• **Extract**:
■ ■ ■ ■ ■

# Drain/Vent



## MikeyP (Oct 1, 2008)

It may be a long sweep where the drain meets the vent not a long sanitary tee. I don't know the difference


----------



## Plumber101 (Feb 25, 2009)

male adapter


----------



## MikeyP (Oct 1, 2008)

Do you know if my layout of fittings is correct?


----------



## Plumber101 (Feb 25, 2009)

Can you post a pic?


----------



## MikeyP (Oct 1, 2008)

Does this look ok? Double sink vanity venting to the right of both sinks


----------



## Plumber101 (Feb 25, 2009)

That looks fine. I would have used a directional "T" but for this you shouldn't have a problem with a sanitary "T".

What you need now to tie in your sink drains is a 1 1/2" male adapter for the the size of pipe you uses. I can't tell by the pics but it looks like 2"

Don't for get to couple the splice between the "T" and "90"deg

before you install the sinks make sure you install the drain/pop-up assy. It is easier to do while out rather than trying to do it while the sink is installed.

■ ■ ■ ■ ■

• **Dataset**:
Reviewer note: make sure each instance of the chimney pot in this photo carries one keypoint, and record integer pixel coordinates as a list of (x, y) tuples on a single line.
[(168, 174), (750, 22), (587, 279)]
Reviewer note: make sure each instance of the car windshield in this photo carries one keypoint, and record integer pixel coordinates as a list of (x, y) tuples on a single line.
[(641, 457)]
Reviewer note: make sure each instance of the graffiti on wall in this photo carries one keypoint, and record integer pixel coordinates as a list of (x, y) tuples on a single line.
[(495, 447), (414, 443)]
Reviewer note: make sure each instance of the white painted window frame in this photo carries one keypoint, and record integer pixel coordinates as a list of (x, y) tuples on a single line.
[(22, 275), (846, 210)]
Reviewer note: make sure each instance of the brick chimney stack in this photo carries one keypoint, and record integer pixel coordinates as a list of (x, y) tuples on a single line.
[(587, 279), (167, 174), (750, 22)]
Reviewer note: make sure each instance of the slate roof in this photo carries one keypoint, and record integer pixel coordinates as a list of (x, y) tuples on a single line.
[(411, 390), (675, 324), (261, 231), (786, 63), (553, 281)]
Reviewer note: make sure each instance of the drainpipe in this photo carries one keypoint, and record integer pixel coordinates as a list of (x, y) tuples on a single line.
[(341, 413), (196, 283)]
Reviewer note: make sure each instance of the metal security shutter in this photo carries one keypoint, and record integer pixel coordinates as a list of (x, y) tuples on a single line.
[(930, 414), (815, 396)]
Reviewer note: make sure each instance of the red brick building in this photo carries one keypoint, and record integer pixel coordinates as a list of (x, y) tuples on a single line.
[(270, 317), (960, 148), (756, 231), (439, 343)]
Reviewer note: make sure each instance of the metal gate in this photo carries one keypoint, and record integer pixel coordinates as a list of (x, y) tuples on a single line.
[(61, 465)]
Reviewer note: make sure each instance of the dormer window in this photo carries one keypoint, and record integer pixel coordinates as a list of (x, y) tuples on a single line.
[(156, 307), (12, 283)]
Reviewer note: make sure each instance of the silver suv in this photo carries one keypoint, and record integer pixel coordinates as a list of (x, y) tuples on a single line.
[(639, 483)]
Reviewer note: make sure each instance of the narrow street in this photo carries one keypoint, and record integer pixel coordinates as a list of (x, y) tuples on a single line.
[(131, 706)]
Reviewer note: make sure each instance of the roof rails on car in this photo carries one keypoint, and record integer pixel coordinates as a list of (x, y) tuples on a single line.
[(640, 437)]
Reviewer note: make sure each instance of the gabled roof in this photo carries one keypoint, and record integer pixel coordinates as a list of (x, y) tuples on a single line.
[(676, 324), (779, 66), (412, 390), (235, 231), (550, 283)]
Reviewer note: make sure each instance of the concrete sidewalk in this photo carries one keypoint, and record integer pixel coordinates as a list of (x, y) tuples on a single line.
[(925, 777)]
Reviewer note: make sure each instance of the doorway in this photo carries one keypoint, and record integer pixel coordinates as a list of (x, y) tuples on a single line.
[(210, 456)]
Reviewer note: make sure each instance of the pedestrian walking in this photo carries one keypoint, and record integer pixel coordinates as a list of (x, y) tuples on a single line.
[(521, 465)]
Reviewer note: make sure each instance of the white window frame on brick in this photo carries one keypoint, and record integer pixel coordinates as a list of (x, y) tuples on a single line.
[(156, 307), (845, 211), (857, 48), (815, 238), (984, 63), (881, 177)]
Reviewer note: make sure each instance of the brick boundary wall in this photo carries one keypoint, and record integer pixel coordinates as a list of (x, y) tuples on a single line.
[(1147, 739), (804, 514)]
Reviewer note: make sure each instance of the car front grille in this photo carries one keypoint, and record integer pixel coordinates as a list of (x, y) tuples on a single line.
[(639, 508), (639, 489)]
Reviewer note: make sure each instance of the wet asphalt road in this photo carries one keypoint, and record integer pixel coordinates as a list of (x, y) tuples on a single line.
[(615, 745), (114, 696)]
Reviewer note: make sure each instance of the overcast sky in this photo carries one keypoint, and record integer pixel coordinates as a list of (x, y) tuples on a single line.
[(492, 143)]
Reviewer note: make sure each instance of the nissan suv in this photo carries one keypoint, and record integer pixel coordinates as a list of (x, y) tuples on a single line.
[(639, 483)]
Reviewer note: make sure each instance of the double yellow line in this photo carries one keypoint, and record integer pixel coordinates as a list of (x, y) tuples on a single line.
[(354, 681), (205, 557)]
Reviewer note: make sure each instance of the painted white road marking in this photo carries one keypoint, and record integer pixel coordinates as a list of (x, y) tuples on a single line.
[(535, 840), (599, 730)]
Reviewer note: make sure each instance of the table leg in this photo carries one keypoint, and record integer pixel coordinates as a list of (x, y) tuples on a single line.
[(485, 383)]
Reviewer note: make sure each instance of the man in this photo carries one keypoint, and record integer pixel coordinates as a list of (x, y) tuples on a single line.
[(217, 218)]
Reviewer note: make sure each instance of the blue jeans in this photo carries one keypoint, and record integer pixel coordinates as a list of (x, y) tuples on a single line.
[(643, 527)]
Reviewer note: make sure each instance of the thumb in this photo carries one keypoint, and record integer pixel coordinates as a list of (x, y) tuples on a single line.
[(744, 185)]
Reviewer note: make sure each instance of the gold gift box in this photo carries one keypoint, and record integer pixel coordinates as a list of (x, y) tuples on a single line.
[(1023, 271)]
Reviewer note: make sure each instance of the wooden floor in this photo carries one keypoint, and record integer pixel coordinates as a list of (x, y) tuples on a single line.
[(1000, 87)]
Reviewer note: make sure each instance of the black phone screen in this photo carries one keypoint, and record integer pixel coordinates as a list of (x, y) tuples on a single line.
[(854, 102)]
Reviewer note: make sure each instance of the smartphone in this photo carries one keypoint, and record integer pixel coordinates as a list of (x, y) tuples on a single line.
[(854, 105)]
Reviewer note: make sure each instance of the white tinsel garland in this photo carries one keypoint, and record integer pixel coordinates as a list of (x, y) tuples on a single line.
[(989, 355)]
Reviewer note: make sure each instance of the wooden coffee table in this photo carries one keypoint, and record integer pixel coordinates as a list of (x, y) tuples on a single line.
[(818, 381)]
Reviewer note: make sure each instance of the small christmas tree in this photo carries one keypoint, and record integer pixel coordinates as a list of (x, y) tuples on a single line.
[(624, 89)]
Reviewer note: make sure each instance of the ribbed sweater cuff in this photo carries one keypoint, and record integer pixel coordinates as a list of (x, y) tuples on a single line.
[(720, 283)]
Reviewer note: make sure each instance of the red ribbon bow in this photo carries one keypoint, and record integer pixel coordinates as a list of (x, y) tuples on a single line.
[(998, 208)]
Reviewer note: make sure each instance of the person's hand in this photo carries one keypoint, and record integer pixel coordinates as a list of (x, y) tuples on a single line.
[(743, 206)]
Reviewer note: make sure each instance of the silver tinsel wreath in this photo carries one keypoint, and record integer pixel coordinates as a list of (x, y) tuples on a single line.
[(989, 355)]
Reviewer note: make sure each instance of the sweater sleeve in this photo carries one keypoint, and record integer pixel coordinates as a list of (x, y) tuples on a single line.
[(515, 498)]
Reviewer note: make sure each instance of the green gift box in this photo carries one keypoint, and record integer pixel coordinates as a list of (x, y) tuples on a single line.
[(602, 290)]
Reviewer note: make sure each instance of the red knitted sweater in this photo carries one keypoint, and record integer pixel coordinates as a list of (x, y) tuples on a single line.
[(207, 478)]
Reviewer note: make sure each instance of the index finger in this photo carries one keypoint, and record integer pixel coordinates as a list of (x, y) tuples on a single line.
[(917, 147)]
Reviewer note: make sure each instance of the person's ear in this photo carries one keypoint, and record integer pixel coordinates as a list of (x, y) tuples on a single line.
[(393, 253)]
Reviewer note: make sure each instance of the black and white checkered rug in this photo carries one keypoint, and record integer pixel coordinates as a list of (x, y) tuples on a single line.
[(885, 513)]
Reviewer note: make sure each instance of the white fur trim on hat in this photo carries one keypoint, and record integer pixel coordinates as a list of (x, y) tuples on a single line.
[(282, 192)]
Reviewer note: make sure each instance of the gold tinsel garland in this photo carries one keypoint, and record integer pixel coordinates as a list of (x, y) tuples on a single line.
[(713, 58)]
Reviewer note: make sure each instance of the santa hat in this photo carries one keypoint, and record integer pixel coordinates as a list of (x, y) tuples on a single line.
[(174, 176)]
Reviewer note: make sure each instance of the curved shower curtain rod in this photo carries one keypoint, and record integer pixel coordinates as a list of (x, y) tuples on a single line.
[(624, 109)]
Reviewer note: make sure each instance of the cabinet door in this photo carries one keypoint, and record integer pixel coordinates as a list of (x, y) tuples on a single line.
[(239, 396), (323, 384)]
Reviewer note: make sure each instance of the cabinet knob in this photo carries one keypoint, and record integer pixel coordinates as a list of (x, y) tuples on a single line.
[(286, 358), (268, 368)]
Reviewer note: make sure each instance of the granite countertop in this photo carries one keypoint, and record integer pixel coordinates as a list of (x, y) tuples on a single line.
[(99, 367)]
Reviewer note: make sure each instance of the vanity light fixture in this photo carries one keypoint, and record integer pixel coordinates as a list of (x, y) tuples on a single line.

■ ■ ■ ■ ■

• **Given exercise 1**: In the drain/vent thread, what kind of "T" does Plumber101 say he would have used?
• **Given exercise 2**: Quote the drain/vent thread from "That looks fine." up to and including "sink is installed.".

• **Answer 1**: A directional "T".

• **Answer 2**:
That looks fine. I would have used a directional "T" but for this you shouldn't have a problem with a sanitary "T".

What you need now to tie in your sink drains is a 1 1/2" male adapter for the the size of pipe you uses. I can't tell by the pics but it looks like 2"

Don't for get to couple the splice between the "T" and "90"deg

before you install the sinks make sure you install the drain/pop-up assy. It is easier to do while out rather than trying to do it while the sink is installed.